> [AIM OF THE EXERCISE]
Each record should be output exactly, with every character kept.

> [SUPPLIED DATA]
⟨

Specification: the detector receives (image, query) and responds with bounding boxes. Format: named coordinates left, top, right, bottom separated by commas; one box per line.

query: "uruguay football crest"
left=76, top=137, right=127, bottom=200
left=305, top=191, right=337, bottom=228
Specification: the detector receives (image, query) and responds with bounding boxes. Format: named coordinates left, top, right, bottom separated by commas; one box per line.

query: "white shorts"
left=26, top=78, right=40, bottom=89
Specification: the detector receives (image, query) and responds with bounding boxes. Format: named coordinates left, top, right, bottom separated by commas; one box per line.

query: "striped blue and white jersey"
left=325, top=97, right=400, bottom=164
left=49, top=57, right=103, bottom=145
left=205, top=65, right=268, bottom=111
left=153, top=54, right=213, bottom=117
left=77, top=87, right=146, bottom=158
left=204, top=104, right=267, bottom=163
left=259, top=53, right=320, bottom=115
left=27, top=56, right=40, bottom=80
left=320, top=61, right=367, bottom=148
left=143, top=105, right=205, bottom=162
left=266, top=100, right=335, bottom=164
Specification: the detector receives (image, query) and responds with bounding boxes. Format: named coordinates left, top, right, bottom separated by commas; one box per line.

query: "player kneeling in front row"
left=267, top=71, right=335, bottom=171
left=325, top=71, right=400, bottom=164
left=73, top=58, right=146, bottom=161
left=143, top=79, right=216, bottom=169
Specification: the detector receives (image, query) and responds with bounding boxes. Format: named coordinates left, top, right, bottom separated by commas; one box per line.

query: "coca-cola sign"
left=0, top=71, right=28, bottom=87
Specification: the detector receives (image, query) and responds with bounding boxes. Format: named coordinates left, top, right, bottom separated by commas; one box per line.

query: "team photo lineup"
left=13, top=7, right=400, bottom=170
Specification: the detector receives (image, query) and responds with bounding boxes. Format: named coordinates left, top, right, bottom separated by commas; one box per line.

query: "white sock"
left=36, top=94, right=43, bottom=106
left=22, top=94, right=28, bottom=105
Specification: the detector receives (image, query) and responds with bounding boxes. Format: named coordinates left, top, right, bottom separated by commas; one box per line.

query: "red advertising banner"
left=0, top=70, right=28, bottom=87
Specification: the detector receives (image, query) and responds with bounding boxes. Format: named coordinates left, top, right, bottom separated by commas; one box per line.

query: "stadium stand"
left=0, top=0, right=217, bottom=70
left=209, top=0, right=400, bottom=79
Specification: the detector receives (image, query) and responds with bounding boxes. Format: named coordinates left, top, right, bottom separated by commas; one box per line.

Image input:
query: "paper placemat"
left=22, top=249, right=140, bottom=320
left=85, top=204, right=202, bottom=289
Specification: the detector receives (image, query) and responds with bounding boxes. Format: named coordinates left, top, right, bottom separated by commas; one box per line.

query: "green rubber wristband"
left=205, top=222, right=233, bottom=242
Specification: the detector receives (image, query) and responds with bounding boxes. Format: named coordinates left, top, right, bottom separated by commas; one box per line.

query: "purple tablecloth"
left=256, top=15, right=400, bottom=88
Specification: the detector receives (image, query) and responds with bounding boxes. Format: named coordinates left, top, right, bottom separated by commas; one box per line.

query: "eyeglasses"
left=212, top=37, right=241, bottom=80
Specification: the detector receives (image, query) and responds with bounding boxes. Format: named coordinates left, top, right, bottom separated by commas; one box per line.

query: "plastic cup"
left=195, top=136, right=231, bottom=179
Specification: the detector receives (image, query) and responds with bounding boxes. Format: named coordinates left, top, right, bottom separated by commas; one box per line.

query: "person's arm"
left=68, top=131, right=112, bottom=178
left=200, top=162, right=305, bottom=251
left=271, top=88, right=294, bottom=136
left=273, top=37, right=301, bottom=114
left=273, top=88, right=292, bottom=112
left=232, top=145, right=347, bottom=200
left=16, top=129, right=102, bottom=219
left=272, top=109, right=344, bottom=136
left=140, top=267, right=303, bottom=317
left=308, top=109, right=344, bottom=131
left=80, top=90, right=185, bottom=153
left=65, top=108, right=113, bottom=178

⟩

> [OUTPUT BELOW]
Specification: the detector receives (image, query) and responds with bounding boxes. Format: named coordinates left, top, right, bottom separated by commas; one box per line.

query: "uruguay football crest"
left=76, top=137, right=127, bottom=200
left=305, top=191, right=337, bottom=228
Specification: the detector receives (image, query) and responds with bounding boxes. Format: named coordinates left, top, right, bottom separated by commas; one box per line.

query: "white shorts"
left=26, top=78, right=40, bottom=89
Specification: the detector receives (image, query) and responds with bounding boxes. Format: named coordinates left, top, right, bottom separated by commas; one box per line.

query: "striped blue and white jersey"
left=325, top=97, right=400, bottom=164
left=49, top=57, right=103, bottom=145
left=205, top=65, right=268, bottom=111
left=153, top=54, right=213, bottom=117
left=77, top=87, right=146, bottom=158
left=204, top=104, right=267, bottom=163
left=259, top=53, right=320, bottom=115
left=27, top=56, right=40, bottom=80
left=320, top=61, right=367, bottom=148
left=143, top=105, right=205, bottom=162
left=266, top=100, right=335, bottom=164
Specification: the detector receives (image, query) and responds with bounding boxes. Format: named coordinates left, top, right, bottom separated by commas; one box per line.

query: "player kneeling in front row"
left=267, top=71, right=335, bottom=171
left=325, top=71, right=400, bottom=164
left=73, top=58, right=146, bottom=161
left=143, top=79, right=216, bottom=169
Specification: the detector receives (image, query) and responds with bounding boxes. Format: named coordinates left, top, right, bottom separated by commas; one box per line.

query: "coca-cola sign"
left=0, top=71, right=28, bottom=87
Specification: the detector receives (image, query) and responds with bounding boxes. Format: named coordinates left, top, right, bottom separated by commas; one box per line.

query: "team photo lineup"
left=13, top=7, right=400, bottom=170
Specification: the detector receives (image, query) and responds with bounding boxes. Format: named coordinates left, top, right, bottom separated by commas; one box per line.

query: "white sock"
left=36, top=94, right=43, bottom=106
left=22, top=94, right=28, bottom=105
Specification: the detector receives (image, query) and responds with bounding boxes. Format: named coordinates left, top, right, bottom separated by commas; one box per line.

query: "red advertising banner"
left=0, top=70, right=28, bottom=87
Specification: the detector receives (image, query) and responds with bounding boxes. Format: named coordinates left, top, right, bottom separated by commas; one box per line.

query: "stadium stand"
left=0, top=0, right=217, bottom=70
left=209, top=0, right=400, bottom=79
Specification: the detector receives (image, query) and responds with bounding boxes. Format: named coordinates left, top, right, bottom separated by commas; one box per line.

Image input:
query: "paper placemat"
left=22, top=249, right=140, bottom=320
left=85, top=204, right=202, bottom=289
Specification: the detector receives (image, query) and responds with bounding boxes. Format: named coordinates left, top, right, bottom separated by commas; one box per line.

query: "green rubber wristband"
left=205, top=222, right=233, bottom=242
Specification: the detector receives (image, query) and responds with bounding boxes. Format: named coordinates left, top, right, bottom separated by commas; one box per line.

query: "purple tablecloth"
left=256, top=15, right=400, bottom=88
Specification: the detector receives (image, query) and responds with bounding boxes. Format: named coordinates left, top, right, bottom separated by commas; one box per line.

query: "eyeglasses"
left=212, top=37, right=241, bottom=80
Specification: the detector receives (image, query) and responds with bounding boxes. Format: named coordinates left, top, right, bottom separated by commas; one box per line.

query: "plastic cup"
left=195, top=136, right=231, bottom=179
Specification: the detector receives (image, query) and responds with bounding boxes. Format: named coordinates left, top, right, bottom separated by commas; one box per line.

query: "person's arm"
left=68, top=131, right=112, bottom=178
left=200, top=162, right=305, bottom=251
left=271, top=88, right=294, bottom=136
left=273, top=37, right=301, bottom=114
left=273, top=88, right=292, bottom=112
left=232, top=145, right=347, bottom=200
left=16, top=129, right=102, bottom=219
left=272, top=109, right=344, bottom=136
left=140, top=267, right=303, bottom=317
left=308, top=109, right=344, bottom=131
left=80, top=90, right=185, bottom=153
left=65, top=108, right=113, bottom=178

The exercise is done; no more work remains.